EXERCISE DATA:
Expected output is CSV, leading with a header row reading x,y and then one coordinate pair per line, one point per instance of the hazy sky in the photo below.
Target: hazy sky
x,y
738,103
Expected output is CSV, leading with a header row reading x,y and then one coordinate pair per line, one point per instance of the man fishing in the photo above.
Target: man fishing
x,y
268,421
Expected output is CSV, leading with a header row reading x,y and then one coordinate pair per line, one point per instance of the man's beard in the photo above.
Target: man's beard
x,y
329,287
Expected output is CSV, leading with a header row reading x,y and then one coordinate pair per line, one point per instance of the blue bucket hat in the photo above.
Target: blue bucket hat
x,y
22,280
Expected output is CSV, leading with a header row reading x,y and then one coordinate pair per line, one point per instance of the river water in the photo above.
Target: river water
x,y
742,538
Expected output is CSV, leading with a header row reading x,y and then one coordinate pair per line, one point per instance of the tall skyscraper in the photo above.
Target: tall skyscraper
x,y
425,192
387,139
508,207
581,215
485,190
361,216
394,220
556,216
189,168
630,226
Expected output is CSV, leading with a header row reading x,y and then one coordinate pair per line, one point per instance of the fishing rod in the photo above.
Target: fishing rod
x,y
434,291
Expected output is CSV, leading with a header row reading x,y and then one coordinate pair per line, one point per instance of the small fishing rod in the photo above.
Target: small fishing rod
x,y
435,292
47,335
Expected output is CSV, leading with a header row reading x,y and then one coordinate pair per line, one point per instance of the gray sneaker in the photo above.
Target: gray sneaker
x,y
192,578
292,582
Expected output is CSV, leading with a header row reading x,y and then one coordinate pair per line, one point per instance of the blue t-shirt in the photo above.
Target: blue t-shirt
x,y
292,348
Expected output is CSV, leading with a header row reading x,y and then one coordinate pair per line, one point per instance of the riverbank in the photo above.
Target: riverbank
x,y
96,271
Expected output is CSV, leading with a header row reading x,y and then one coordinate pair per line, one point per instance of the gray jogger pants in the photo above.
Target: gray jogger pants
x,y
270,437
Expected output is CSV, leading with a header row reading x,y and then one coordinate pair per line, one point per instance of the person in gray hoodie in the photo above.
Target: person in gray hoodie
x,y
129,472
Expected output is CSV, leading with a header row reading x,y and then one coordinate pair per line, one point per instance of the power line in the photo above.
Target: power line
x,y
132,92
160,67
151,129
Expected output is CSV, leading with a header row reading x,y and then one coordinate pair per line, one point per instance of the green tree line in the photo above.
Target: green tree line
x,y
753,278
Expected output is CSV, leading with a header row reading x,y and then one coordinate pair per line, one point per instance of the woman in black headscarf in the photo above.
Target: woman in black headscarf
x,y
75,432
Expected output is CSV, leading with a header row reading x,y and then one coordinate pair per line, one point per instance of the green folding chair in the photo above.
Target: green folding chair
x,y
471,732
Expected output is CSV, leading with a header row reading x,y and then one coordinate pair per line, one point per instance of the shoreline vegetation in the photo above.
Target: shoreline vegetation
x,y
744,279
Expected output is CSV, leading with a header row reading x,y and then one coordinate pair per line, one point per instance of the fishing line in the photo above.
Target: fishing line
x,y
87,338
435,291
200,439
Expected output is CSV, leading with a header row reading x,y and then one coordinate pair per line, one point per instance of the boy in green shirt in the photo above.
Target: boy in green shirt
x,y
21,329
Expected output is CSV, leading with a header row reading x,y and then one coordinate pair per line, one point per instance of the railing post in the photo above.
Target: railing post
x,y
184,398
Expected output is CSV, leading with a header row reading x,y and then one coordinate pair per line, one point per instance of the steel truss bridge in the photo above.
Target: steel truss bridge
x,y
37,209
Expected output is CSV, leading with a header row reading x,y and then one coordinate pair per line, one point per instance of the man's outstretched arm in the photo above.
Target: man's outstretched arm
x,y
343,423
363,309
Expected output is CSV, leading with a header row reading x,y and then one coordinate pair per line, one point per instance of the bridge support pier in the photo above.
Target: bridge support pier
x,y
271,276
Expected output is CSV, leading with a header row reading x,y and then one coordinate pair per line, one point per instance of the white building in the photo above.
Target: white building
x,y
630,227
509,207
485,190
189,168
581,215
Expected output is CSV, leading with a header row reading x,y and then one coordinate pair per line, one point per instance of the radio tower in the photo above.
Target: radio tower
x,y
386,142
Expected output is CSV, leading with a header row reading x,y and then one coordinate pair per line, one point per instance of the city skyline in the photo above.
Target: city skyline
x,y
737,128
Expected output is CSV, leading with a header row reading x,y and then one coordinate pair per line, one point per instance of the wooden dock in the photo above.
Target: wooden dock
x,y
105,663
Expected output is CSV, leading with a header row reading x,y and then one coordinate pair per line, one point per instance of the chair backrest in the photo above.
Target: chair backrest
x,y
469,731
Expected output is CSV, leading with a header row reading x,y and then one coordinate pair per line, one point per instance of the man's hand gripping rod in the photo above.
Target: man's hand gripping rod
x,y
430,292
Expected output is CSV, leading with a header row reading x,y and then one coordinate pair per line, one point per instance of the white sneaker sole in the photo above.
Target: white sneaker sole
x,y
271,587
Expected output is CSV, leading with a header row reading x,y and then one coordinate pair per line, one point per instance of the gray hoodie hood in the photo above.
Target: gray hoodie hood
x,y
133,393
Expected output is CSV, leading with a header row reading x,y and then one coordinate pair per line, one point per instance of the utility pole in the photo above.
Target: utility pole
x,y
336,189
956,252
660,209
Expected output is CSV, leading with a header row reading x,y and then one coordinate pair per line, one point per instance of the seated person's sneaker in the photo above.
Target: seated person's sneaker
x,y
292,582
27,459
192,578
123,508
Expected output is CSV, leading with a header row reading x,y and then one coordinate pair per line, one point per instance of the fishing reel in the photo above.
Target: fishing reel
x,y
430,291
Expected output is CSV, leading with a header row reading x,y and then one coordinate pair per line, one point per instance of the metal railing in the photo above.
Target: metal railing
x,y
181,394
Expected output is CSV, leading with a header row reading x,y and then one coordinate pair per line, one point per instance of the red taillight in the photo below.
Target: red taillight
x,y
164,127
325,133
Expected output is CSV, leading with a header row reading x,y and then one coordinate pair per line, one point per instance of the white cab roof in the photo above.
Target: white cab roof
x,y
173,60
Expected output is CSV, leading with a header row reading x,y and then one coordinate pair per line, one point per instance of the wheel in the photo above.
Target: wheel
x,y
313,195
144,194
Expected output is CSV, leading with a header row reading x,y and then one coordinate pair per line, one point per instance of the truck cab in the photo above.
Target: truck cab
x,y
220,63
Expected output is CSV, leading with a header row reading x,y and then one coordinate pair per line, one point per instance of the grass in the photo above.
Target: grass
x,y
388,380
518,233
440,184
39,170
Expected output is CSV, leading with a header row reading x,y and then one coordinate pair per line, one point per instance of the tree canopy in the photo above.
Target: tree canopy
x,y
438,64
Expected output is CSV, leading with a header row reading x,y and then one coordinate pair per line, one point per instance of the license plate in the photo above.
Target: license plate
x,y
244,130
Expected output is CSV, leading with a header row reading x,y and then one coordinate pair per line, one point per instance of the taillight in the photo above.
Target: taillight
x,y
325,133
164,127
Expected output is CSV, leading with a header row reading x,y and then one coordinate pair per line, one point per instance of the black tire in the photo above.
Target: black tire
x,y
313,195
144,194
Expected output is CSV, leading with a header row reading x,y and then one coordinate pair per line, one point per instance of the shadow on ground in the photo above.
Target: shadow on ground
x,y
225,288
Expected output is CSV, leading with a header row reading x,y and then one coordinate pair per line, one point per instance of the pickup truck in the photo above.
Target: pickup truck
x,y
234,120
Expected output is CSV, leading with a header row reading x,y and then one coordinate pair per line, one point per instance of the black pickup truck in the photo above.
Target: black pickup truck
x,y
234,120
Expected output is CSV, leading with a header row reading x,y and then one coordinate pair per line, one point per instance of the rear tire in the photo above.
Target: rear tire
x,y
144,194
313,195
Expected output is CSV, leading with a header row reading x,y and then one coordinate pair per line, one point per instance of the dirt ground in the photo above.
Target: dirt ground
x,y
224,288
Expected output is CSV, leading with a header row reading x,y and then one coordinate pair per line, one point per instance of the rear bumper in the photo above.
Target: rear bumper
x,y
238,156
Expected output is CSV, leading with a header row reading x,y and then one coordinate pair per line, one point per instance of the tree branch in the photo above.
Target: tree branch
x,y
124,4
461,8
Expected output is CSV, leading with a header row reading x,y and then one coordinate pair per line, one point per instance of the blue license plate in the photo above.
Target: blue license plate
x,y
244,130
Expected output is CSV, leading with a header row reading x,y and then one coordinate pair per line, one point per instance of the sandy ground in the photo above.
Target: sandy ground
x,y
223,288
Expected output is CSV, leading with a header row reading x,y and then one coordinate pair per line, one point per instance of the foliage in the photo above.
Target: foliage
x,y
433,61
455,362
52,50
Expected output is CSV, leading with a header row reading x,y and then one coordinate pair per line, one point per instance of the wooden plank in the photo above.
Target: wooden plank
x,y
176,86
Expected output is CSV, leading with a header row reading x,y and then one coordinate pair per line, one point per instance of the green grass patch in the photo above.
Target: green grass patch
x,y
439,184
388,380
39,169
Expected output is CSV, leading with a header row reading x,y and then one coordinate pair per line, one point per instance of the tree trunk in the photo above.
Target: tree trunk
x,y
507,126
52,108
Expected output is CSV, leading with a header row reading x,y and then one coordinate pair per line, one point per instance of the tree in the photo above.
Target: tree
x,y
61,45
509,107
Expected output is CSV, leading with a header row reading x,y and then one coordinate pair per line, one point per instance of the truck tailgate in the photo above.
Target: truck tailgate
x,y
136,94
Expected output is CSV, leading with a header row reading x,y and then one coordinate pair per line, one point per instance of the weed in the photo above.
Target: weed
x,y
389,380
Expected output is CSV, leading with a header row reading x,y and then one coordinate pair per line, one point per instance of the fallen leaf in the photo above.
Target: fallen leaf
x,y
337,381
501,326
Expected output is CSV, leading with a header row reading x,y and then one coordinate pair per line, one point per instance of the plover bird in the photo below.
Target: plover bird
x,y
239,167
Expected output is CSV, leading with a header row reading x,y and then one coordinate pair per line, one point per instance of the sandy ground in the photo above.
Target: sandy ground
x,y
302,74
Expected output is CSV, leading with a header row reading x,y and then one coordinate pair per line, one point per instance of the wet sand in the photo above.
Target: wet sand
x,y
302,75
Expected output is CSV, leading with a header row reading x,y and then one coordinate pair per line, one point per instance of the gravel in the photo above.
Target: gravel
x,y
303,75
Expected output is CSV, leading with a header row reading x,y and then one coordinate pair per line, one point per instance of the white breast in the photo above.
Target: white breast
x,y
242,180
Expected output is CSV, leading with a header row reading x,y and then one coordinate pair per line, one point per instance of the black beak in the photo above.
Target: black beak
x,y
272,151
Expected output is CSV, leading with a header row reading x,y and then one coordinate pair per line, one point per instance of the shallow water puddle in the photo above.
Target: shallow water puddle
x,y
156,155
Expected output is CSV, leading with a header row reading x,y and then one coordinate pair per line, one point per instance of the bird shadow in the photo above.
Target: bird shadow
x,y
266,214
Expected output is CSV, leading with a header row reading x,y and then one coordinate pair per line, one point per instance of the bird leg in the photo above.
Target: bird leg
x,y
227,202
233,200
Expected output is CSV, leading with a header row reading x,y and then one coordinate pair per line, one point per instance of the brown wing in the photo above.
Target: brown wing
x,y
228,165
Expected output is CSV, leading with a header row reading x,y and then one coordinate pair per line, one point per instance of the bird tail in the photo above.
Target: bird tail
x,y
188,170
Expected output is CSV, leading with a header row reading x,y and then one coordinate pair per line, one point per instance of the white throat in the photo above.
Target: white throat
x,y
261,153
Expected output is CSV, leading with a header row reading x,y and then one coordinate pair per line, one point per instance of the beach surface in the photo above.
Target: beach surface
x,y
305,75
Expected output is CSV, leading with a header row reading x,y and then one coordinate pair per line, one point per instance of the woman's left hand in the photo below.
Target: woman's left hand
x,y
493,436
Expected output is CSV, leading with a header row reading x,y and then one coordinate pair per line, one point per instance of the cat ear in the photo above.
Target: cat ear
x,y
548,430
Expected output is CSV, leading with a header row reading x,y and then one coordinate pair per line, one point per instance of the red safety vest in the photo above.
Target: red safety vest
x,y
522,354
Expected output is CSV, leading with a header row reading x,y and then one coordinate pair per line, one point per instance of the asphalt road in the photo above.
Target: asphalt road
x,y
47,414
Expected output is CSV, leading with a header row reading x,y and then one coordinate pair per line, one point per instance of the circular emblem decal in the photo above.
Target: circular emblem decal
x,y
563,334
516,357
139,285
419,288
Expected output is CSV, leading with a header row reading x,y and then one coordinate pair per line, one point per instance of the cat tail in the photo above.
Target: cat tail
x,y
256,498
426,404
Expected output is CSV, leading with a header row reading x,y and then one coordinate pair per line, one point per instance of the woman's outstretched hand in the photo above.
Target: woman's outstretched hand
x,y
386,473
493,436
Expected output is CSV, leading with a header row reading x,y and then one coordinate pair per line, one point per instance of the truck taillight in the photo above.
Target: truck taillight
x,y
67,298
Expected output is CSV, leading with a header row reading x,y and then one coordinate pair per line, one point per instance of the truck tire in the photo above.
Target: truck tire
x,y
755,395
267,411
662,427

EXERCISE INSTRUCTIONS: Retype nothing except the lines from the line holding "hand in the photo above." through the last line of the entries, both included.

THE SOLUTION:
Expected output is CSV, leading with a header row reading x,y and then one coordinate pair per line, one point per instance of the woman's outstretched hand in the photo above.
Target: woman's outstretched hand
x,y
386,473
493,436
Expected output is CSV, leading with a header row reading x,y and then one coordinate pair per line, one point per instance of the truck taillight in the photo above.
Target: truck taillight
x,y
67,298
Expected output is CSV, leading with a header row reading x,y and then one coordinate pair per line, one point per instance of the truck tire in the photo above.
Target: truck tire
x,y
755,395
267,411
662,427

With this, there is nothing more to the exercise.